Work to be completed —
Repeat each of the rows below word for word, keeping every character and line break unchanged.
BEGIN Supplied entries
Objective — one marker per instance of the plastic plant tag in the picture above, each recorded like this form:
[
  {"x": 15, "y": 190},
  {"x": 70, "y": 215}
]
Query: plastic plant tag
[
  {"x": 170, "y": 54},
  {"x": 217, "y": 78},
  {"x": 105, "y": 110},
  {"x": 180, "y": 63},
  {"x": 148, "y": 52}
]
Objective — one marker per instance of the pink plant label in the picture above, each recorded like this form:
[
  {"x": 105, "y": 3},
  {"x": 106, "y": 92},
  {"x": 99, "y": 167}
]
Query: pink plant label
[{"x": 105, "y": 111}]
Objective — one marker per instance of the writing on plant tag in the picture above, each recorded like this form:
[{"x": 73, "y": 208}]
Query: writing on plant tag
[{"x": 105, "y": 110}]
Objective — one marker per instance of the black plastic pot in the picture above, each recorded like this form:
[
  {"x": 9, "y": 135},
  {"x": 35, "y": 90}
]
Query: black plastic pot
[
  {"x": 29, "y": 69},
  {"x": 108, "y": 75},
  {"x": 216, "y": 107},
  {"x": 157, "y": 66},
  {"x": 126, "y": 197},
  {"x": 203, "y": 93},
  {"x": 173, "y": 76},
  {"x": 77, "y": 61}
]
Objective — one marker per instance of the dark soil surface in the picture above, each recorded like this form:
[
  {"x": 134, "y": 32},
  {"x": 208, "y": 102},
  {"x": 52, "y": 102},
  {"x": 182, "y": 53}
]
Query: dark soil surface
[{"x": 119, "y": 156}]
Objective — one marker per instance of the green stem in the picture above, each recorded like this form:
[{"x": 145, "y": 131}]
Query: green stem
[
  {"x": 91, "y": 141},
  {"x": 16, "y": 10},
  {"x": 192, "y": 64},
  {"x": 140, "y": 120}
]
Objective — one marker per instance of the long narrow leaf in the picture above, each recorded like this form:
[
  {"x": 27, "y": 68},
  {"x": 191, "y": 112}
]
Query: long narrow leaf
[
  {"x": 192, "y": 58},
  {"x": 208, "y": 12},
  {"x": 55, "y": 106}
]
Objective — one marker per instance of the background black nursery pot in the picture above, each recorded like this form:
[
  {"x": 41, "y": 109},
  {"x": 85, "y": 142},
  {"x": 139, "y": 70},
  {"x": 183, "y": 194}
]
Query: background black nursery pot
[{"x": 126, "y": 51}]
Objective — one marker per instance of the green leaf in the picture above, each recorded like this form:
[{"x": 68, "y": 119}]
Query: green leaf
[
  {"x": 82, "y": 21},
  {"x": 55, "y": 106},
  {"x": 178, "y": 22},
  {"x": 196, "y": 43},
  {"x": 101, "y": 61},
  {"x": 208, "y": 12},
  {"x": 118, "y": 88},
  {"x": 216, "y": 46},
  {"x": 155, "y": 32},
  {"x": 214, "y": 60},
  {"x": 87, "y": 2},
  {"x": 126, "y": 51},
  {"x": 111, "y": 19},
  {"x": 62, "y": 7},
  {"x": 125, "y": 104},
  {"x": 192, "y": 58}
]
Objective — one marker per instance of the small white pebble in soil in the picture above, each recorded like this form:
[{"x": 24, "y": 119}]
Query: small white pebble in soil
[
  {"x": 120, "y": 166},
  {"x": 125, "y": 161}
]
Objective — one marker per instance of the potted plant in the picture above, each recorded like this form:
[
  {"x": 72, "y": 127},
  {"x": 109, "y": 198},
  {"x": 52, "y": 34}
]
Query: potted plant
END Supplied entries
Correct answer —
Objective — one marker per instance of the plastic plant tag in the picture above, each recorded like this form:
[
  {"x": 15, "y": 190},
  {"x": 70, "y": 215}
]
Query: plastic plant tag
[
  {"x": 170, "y": 54},
  {"x": 217, "y": 78},
  {"x": 105, "y": 110},
  {"x": 180, "y": 63},
  {"x": 148, "y": 52}
]
Objective — one marker per instance of the pink plant label in the picture above, each recorded like this form:
[
  {"x": 105, "y": 3},
  {"x": 106, "y": 92},
  {"x": 99, "y": 167}
]
Query: pink plant label
[{"x": 105, "y": 111}]
Objective — one marker per instance of the writing on plant tag in the picture above, each recorded like this form:
[{"x": 73, "y": 208}]
Query: writing on plant tag
[{"x": 105, "y": 110}]
Objective — one marker per instance of the black plastic pot in the picture above, each recorded like this form:
[
  {"x": 9, "y": 135},
  {"x": 35, "y": 90}
]
Query: black plastic pot
[
  {"x": 29, "y": 69},
  {"x": 108, "y": 75},
  {"x": 216, "y": 107},
  {"x": 157, "y": 66},
  {"x": 126, "y": 197},
  {"x": 203, "y": 93},
  {"x": 173, "y": 76},
  {"x": 77, "y": 61}
]
Objective — one marker per instance of the dark soil surface in the picture above, each recorded like this form:
[
  {"x": 134, "y": 32},
  {"x": 208, "y": 102},
  {"x": 52, "y": 102},
  {"x": 182, "y": 53}
]
Query: dark soil surface
[{"x": 119, "y": 156}]
Objective — one marker per instance of the green stem in the picture above, each recorded like this form:
[{"x": 145, "y": 131}]
Query: green stem
[
  {"x": 91, "y": 141},
  {"x": 16, "y": 10},
  {"x": 192, "y": 64},
  {"x": 140, "y": 120}
]
Objective — one marker per instance of the long narrow leaf in the picture above, each recorded like this form:
[
  {"x": 27, "y": 68},
  {"x": 191, "y": 112}
]
Query: long narrow leaf
[
  {"x": 192, "y": 58},
  {"x": 208, "y": 12},
  {"x": 55, "y": 106}
]
Objective — one marker per instance of the background black nursery pot in the picture above, each recorded like this form:
[
  {"x": 41, "y": 109},
  {"x": 85, "y": 142},
  {"x": 139, "y": 70},
  {"x": 183, "y": 194}
]
Query: background black nursery pot
[{"x": 126, "y": 51}]
Objective — one marker per instance of the green leaf in the picture above, each recorded like this form:
[{"x": 68, "y": 119}]
Query: green leaf
[
  {"x": 82, "y": 21},
  {"x": 55, "y": 106},
  {"x": 178, "y": 22},
  {"x": 196, "y": 43},
  {"x": 101, "y": 61},
  {"x": 208, "y": 12},
  {"x": 118, "y": 88},
  {"x": 216, "y": 46},
  {"x": 155, "y": 32},
  {"x": 214, "y": 60},
  {"x": 87, "y": 2},
  {"x": 126, "y": 51},
  {"x": 111, "y": 19},
  {"x": 62, "y": 7},
  {"x": 125, "y": 104},
  {"x": 192, "y": 58}
]
Objective — one marker per instance of the small white pebble in soil in the picture above, each recorded like this form:
[{"x": 24, "y": 119}]
Query: small white pebble in soil
[
  {"x": 120, "y": 166},
  {"x": 125, "y": 161}
]
Objective — one marker per instance of the potted plant in the picture above, each recorded like this form:
[
  {"x": 72, "y": 127},
  {"x": 109, "y": 198},
  {"x": 52, "y": 34}
]
Query: potted plant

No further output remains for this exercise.